• PASSAGE:
--- --- ---

# Southsea Rally May any interest?



## LadyJ (May 9, 2005)

Hi All

Last year we had a follow on rally from Newbury Show to Southsea Leisure Park would any of you like it again this year?

Dates would be Monday to Friday May 24th to May 28th 4 nights at £15 per night including electric no extra charges for dogs etc, but we would need at least 12 booking to get it at this price. 

There normal price is £26 for a grass pitch and £29 for hard standing pitch 8O.

Also if you are going to Newbury and to Hamble Rallies it is somewhere for in between to go  

Please let me know if you are interested in this a.s.a.p

Thanks

Jacquie


----------



## Coulstock (Sep 2, 2008)

Hi Jacquie

Yep - we'd be up for that.

Harry


----------



## LadyJ (May 9, 2005)

Smashing Harry that makes 2 of us so far  


Jacquie


----------



## LadyJ (May 9, 2005)

Umm not looking very promising so far then  

We need another 10 8O 


Jacquie


----------



## Coulstock (Sep 2, 2008)

Pity there's not more interest - Southsea site (if a bit higglety-pigglety in the words of one attendee last May ) is a good location with:

a. Its own bar & restaurant.

--- --- ---

• RAW DATA:

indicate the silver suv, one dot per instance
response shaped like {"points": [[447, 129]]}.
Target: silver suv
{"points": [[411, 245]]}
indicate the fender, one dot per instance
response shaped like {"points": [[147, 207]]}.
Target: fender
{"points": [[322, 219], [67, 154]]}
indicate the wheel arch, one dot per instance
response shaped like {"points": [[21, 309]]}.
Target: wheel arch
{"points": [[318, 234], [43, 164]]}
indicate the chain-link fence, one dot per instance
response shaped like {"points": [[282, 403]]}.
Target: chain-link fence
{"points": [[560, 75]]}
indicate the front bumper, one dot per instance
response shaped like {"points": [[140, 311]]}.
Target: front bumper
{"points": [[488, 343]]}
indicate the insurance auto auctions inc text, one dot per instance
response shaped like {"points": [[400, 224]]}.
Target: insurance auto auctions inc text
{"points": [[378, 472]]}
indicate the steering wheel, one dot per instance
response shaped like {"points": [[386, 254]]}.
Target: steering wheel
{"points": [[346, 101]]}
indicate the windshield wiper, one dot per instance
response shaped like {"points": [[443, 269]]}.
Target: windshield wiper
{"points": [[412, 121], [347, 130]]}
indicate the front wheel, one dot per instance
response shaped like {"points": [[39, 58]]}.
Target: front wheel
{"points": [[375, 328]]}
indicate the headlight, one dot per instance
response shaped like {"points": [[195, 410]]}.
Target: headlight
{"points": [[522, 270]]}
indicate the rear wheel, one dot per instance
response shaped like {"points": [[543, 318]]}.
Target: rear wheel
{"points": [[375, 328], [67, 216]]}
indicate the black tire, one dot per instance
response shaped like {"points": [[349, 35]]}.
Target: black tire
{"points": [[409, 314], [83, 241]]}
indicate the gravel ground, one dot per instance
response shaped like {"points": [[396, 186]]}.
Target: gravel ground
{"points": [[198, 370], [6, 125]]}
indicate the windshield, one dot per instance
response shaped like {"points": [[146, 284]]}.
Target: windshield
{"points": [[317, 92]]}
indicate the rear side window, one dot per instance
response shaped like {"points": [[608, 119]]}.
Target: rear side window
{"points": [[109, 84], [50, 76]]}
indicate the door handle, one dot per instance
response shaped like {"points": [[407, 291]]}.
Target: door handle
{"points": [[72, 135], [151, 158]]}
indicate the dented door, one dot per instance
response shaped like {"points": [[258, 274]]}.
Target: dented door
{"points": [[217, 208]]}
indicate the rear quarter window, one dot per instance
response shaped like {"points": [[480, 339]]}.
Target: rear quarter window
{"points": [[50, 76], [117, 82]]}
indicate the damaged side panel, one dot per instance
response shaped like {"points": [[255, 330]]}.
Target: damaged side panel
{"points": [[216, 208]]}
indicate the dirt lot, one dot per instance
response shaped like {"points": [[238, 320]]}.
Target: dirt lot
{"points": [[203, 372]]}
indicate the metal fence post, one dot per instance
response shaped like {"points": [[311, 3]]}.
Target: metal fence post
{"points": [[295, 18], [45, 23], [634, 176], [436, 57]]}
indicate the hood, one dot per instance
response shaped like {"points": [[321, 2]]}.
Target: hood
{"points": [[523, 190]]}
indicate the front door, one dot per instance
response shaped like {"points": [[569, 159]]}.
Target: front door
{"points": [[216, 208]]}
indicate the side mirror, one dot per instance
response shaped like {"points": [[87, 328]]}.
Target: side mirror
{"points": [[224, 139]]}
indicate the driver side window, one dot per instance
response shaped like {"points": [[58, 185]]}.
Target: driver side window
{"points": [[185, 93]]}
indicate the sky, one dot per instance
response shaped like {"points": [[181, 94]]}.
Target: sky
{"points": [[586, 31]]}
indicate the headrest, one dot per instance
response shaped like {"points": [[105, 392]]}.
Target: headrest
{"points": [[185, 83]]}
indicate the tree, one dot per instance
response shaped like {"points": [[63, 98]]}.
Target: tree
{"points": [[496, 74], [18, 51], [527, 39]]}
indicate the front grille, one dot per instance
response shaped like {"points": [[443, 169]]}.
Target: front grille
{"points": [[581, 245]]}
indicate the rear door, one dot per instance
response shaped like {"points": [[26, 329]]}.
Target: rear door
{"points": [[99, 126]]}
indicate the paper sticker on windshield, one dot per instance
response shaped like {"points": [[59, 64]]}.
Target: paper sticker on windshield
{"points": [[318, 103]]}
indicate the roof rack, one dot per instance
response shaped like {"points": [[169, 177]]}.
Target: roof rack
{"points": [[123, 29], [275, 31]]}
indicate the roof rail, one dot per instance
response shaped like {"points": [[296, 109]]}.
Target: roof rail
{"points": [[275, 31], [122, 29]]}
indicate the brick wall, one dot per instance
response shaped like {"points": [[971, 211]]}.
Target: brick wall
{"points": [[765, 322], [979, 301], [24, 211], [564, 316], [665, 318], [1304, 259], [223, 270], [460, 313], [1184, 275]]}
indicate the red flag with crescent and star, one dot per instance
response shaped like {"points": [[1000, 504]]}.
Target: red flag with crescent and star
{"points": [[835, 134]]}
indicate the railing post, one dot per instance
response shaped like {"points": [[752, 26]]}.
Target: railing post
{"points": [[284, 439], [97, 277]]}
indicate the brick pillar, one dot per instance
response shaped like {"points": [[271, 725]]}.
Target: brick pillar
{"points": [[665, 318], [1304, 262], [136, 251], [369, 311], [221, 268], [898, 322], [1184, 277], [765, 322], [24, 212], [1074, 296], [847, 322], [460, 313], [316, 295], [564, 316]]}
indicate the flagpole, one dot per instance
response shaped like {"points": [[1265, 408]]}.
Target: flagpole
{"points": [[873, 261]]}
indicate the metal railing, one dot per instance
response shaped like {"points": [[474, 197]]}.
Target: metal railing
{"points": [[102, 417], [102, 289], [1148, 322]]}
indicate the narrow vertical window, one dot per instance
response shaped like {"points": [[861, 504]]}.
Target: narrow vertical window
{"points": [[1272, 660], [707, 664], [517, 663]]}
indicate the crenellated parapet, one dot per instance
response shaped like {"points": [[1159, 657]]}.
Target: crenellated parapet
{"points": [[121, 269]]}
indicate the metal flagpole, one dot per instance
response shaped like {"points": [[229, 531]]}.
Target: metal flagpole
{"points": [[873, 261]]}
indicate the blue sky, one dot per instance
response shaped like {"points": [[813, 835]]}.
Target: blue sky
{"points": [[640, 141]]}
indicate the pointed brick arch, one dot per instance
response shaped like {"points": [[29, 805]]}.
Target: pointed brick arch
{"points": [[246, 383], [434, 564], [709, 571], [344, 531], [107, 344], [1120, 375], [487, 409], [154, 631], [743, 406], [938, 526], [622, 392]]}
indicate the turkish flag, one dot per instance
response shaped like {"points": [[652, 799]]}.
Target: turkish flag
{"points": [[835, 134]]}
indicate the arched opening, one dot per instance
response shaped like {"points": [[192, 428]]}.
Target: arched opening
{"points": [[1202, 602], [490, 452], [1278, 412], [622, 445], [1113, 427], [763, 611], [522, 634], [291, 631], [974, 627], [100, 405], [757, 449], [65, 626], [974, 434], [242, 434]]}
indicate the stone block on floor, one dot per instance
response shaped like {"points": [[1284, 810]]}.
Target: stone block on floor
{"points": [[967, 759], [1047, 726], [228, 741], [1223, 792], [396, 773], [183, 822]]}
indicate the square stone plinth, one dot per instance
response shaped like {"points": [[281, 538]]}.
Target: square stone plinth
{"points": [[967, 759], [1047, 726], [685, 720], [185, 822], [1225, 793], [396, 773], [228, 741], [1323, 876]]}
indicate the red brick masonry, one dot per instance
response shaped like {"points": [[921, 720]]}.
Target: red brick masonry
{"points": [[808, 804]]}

--- --- ---

• TASKS TO PERFORM:
1/ Name every price in pounds given in the Southsea rally thread, and say what each one covers.
2/ Copy the stretch of the Southsea rally thread from "Last year we" through "standing pitch 8O.".
3/ Carry on the Southsea rally thread from the point where it stops.
The records are separate from the Southsea rally thread.

• ANSWERS IN ORDER:
1/
- £15 per night: the rally rate, including electric, with no extra charges for dogs
- £26: the normal price for a grass pitch
- £29: the normal price for a hard standing pitch

2/
Last year we had a follow on rally from Newbury Show to Southsea Leisure Park would any of you like it again this year?

Dates would be Monday to Friday May 24th to May 28th 4 nights at £15 per night including electric no extra charges for dogs etc, but we would need at least 12 booking to get it at this price. 

There normal price is £26 for a grass pitch and £29 for hard standing pitch 8O.

3/
b. Bracing promenade walks all the way to Clarence Pier or along the shingle beach if you prefer.
c. Hovercraft trips to IOW ( £7 return for over 60's - bikes free )
d. Shopping at Gunwharfs Quay
e. Umpteen heritage/museums locations - HMS Warrior, HMS Victory , Dolphin Submariners Museum, Commando Museum etc etc 

Given some rally locations are a field in the back of beyond ( that will invite the inevitable " I prefer back of beyond !!" ) this is a good location.


Too many peeps saving up there energy for the late Bank Hol perhaps ??

Hopeful - Harry


----------



## colpot (Jun 9, 2008)

Shame I have booked all my Holiday days off work already (3 trips to France this year) in fact we are off on the 29th May.

Otherwise would have taken time off and attended.


----------



## LadyJ (May 9, 2005)

Sorry folks I have decided to knock this rally on the head as only 2 of us wanting to go, am looking for some where a bit cheaper :roll: 


Jacquie


----------



## Coulstock (Sep 2, 2008)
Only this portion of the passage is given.